YOUR OBJECTIVE ▸ Set down every record below exactly as written, but leave out the pictures.
---------- MATERIALS PROVIDED
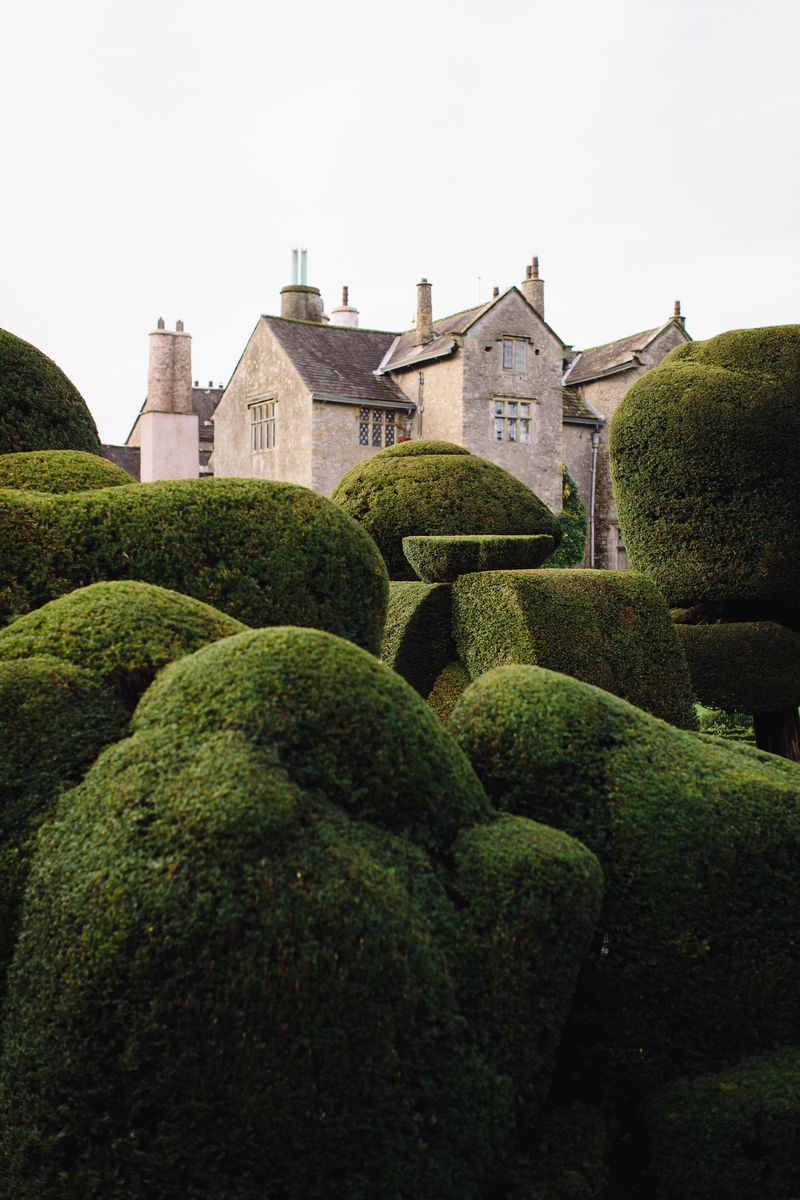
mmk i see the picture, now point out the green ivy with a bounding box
[547,465,588,568]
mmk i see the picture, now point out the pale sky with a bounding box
[2,0,798,445]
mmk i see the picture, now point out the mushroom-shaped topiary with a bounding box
[332,440,561,579]
[0,628,602,1199]
[0,329,101,455]
[0,449,132,493]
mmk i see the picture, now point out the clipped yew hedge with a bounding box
[403,534,555,582]
[0,628,602,1199]
[0,449,132,492]
[0,581,247,709]
[675,619,800,712]
[0,328,101,455]
[610,326,800,615]
[450,664,800,1101]
[332,440,561,579]
[381,580,455,696]
[0,477,388,652]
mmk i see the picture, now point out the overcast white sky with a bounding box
[2,0,798,444]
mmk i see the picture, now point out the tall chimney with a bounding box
[138,319,198,482]
[674,299,685,323]
[331,284,360,328]
[280,247,325,322]
[520,255,545,318]
[416,278,433,345]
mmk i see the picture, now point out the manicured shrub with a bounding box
[449,664,800,1101]
[0,477,388,652]
[644,1047,800,1200]
[695,704,755,743]
[332,440,562,579]
[0,328,101,455]
[0,581,247,709]
[0,629,602,1199]
[0,449,131,493]
[0,656,127,1002]
[676,620,800,712]
[509,1103,608,1200]
[609,326,800,615]
[426,660,471,721]
[381,580,455,696]
[452,568,696,727]
[403,534,555,582]
[547,465,587,569]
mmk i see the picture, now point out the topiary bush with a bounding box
[676,619,800,712]
[0,328,101,455]
[452,568,696,727]
[0,477,388,651]
[0,581,247,709]
[0,656,127,1004]
[449,664,800,1103]
[643,1047,800,1200]
[332,440,562,579]
[426,660,471,722]
[0,449,132,492]
[546,465,588,569]
[609,326,800,616]
[0,628,602,1199]
[403,534,555,582]
[380,580,455,696]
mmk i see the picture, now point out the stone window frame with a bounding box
[493,397,534,444]
[358,406,396,449]
[249,396,276,452]
[502,337,527,372]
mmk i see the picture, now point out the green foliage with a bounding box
[0,477,388,652]
[380,580,455,696]
[676,620,800,712]
[332,440,561,579]
[547,466,588,569]
[0,581,247,709]
[695,704,755,743]
[0,328,101,455]
[644,1048,800,1200]
[0,628,602,1199]
[609,326,800,615]
[426,660,471,722]
[452,568,696,727]
[449,664,800,1101]
[403,534,555,582]
[0,656,127,1004]
[510,1104,608,1200]
[0,449,131,492]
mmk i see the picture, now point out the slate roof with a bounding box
[101,444,141,480]
[264,317,412,408]
[562,326,663,385]
[192,386,223,445]
[561,388,605,424]
[381,301,495,372]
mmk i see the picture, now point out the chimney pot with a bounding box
[520,256,545,318]
[493,286,500,297]
[342,285,349,306]
[532,256,540,279]
[674,299,681,317]
[525,265,532,279]
[176,319,184,332]
[157,317,165,330]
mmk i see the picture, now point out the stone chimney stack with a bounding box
[139,319,198,482]
[674,299,685,324]
[280,246,325,322]
[331,285,360,328]
[416,278,433,345]
[520,255,545,319]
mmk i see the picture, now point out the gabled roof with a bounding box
[562,319,683,385]
[263,316,411,408]
[380,286,567,373]
[101,444,141,480]
[561,388,605,425]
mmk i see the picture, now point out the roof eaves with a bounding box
[565,359,640,385]
[385,341,459,372]
[311,392,415,411]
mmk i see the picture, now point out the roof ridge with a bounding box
[575,325,661,355]
[262,314,399,336]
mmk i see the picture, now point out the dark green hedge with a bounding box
[332,440,562,579]
[610,326,800,614]
[0,581,247,709]
[0,328,101,455]
[452,568,696,728]
[380,580,456,696]
[695,704,755,743]
[644,1047,800,1200]
[0,656,127,1004]
[0,628,603,1198]
[676,620,800,712]
[449,664,800,1102]
[426,660,471,722]
[547,466,588,569]
[0,477,388,652]
[0,449,132,492]
[403,534,555,582]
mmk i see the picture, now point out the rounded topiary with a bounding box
[0,328,101,455]
[332,440,562,579]
[0,477,388,652]
[0,628,602,1199]
[547,465,588,568]
[403,534,555,582]
[0,449,131,493]
[676,620,800,713]
[0,581,248,709]
[609,326,800,615]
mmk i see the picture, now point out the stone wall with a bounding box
[311,401,411,496]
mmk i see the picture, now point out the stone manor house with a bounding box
[104,254,690,569]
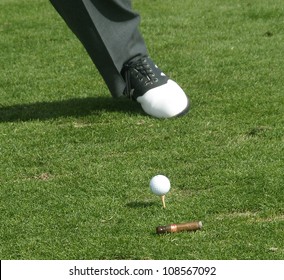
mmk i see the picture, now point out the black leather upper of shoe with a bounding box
[122,56,169,100]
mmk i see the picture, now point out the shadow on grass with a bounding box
[126,201,156,208]
[0,96,143,122]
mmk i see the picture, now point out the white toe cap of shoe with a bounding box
[136,80,189,118]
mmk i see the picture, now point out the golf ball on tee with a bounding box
[150,175,171,196]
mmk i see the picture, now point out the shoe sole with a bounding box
[173,96,190,118]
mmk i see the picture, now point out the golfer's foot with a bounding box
[122,56,189,118]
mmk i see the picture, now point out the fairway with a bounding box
[1,0,284,260]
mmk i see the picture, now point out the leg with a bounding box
[50,0,148,97]
[49,0,189,118]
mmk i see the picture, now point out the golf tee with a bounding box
[161,195,166,208]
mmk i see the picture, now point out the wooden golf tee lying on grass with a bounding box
[161,195,166,208]
[156,221,202,234]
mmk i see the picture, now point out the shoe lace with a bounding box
[123,57,159,99]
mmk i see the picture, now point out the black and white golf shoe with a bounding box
[122,56,189,118]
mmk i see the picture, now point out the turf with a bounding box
[0,0,283,260]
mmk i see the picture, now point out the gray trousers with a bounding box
[50,0,148,97]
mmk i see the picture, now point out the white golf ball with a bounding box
[149,175,171,196]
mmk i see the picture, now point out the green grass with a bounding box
[1,0,284,260]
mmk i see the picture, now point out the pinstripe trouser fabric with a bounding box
[50,0,148,97]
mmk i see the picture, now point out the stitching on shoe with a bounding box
[122,56,168,100]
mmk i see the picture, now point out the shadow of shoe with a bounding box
[0,96,142,122]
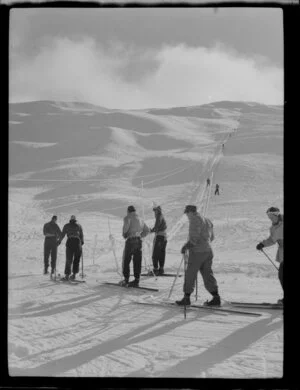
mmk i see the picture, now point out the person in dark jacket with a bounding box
[214,184,220,195]
[59,215,84,281]
[120,205,150,287]
[43,215,62,276]
[147,206,167,276]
--------------------
PROBLEM SOLUTION ▸
mmk i see the picture, now point out the green ivy with a bounding box
[547,465,588,568]
mmk i see the picture, now point out the pale sky with a bounding box
[2,0,798,445]
mmk i see the picture, now point out the mushroom-shaped topiary with a bounding box
[332,440,561,579]
[0,628,602,1199]
[0,329,101,455]
[0,449,132,493]
mmk i see the picture, now point out the clipped yew hedge with a bounding box
[403,534,555,582]
[0,628,602,1199]
[0,449,132,492]
[0,581,247,709]
[675,619,800,712]
[0,328,101,455]
[610,326,800,615]
[450,664,800,1101]
[332,440,561,579]
[381,580,455,696]
[0,477,388,652]
mmk i see the picture, now point out the overcast white sky with a bounding box
[2,0,798,444]
mmk i see the picture, now point out the tall chimney with a bounding box
[138,319,198,482]
[674,299,685,323]
[331,284,360,328]
[280,247,325,322]
[520,255,545,318]
[416,278,433,345]
mmk i see the picture, now point out the manicured shrub with a bounding box
[449,664,800,1101]
[0,477,388,652]
[644,1047,800,1200]
[695,704,755,743]
[332,440,562,579]
[0,328,101,455]
[0,581,247,709]
[0,629,602,1199]
[0,449,131,493]
[0,656,127,1002]
[676,620,800,712]
[509,1103,608,1200]
[609,326,800,615]
[426,660,471,721]
[381,580,455,696]
[452,568,696,727]
[403,534,555,582]
[547,465,587,569]
mmk i see the picture, now point out the topiary bush with a bounding box
[676,619,800,712]
[0,328,101,455]
[452,568,696,727]
[0,477,388,651]
[0,581,247,709]
[0,656,127,1004]
[449,664,800,1103]
[643,1047,800,1200]
[332,440,562,579]
[426,660,471,722]
[0,449,132,492]
[546,465,588,569]
[609,326,800,616]
[0,628,602,1199]
[403,534,555,582]
[380,580,455,696]
mmk i see the picture, now point out the stone window frame with a bounding box
[493,397,534,444]
[358,406,396,449]
[249,396,276,452]
[502,337,527,372]
mmk i see the picture, now point out the green foliage with a bounding box
[0,477,388,652]
[380,580,455,696]
[676,620,800,712]
[332,440,561,579]
[547,466,588,569]
[0,581,247,709]
[695,704,755,743]
[0,328,101,455]
[644,1048,800,1200]
[0,628,602,1199]
[609,326,800,615]
[426,660,471,722]
[452,568,696,727]
[449,664,800,1101]
[403,534,555,582]
[0,656,127,1004]
[510,1104,608,1200]
[0,449,131,492]
mmk i see the picture, now point out the slate roof with a bounding box
[101,444,141,480]
[264,317,412,408]
[562,326,663,385]
[192,386,223,445]
[561,388,605,424]
[381,301,495,372]
mmk i see the picture, now point out the chimney pot with a bounding box
[520,256,545,318]
[493,286,500,297]
[342,285,349,306]
[532,256,540,279]
[674,299,681,317]
[525,265,532,279]
[176,319,184,332]
[157,317,165,330]
mmk i see the picture, now point out the stone chimney stack with a bounding box
[139,319,198,482]
[674,299,685,324]
[280,246,325,322]
[331,285,360,328]
[416,278,433,345]
[520,255,545,319]
mmk i see the picture, now point out the gabled roof with a bounding box
[562,319,683,385]
[263,316,411,408]
[380,286,567,373]
[101,444,141,480]
[561,388,605,425]
mmk i see the picture, now point out the roof eaves with a bounding box
[565,359,640,385]
[385,341,459,372]
[311,392,415,411]
mmk i see the picture, now point out the roof ridge with a bounding box
[575,325,661,355]
[262,314,399,336]
mmk i see the picture, now point out the dark green hedge with a bounding box
[332,440,562,579]
[610,326,800,614]
[0,581,247,709]
[0,328,101,455]
[452,568,696,728]
[380,580,456,696]
[695,704,755,743]
[644,1047,800,1200]
[0,656,127,1004]
[0,628,603,1198]
[676,620,800,712]
[449,664,800,1102]
[426,660,471,722]
[547,466,588,569]
[0,477,388,652]
[0,449,132,492]
[403,534,555,582]
mmk i see the picture, now point out the rounded topiary with a bounding box
[0,328,101,455]
[332,440,562,579]
[0,477,388,652]
[0,628,602,1199]
[547,465,588,568]
[403,534,555,582]
[0,449,131,493]
[676,620,800,713]
[0,581,248,709]
[609,326,800,615]
mmk i see the picture, now point out the stone wall with a bounding box
[311,401,411,496]
mmk i see the picture, now point out the stone manor house with a bounding box
[104,254,690,569]
mmk i see the picture, now point out the black leather upper of shoe with a bounding box
[122,56,169,100]
mmk i see the picture, now point out the shadow on grass with a bounding box
[126,201,156,208]
[0,96,143,122]
mmk i see the picture, now point out the white toe cap of shoe with a bounding box
[136,80,189,118]
mmk i see the picture, now point out the golf ball on tee with a bounding box
[150,175,171,196]
mmk i see the picture, now point out the shoe sole with a bounding box
[173,96,190,118]
mmk i see the picture, now point out the golfer's foot with a bounding box
[122,56,189,118]
mmk i see the picture, now point out the fairway with a bounding box
[1,0,284,260]
mmk i see the picture, now point out the leg with a bounding box
[50,0,148,97]
[49,0,189,118]
mmk i see the picture, now point out the golf tee with a bounding box
[161,195,166,208]
mmk i see the picture, now point out the wooden golf tee lying on grass with a bounding box
[161,195,166,208]
[156,221,202,234]
mmk i see the picture, now point out the shoe lace with a bounding box
[123,57,159,99]
mmk i see the picture, now point out the black and white golf shoe with a bounding box
[122,56,189,118]
mmk i see the picture, now point out the turf with a bounding box
[0,0,283,260]
mmk i see the picture, now point out the gray trousers with a bounding box
[50,0,148,97]
mmk i see the picture, now point out the white golf ball with a bounding box
[149,175,171,196]
mmk i see the picture, now point out the green grass with a bounding box
[1,0,284,260]
mmk i see the picture, now point out the pinstripe trouser fabric with a bounding box
[50,0,148,97]
mmk i see the picture, now point out the stitching on shoe with a bounding box
[122,56,168,100]
mmk i see the picture, now point out the shadow of shoe with a bounding box
[0,96,142,122]
mmk i see the picture, now point out the person in dark jacket with a bounding box
[214,184,220,195]
[59,215,84,281]
[120,205,150,287]
[43,215,62,276]
[147,206,167,276]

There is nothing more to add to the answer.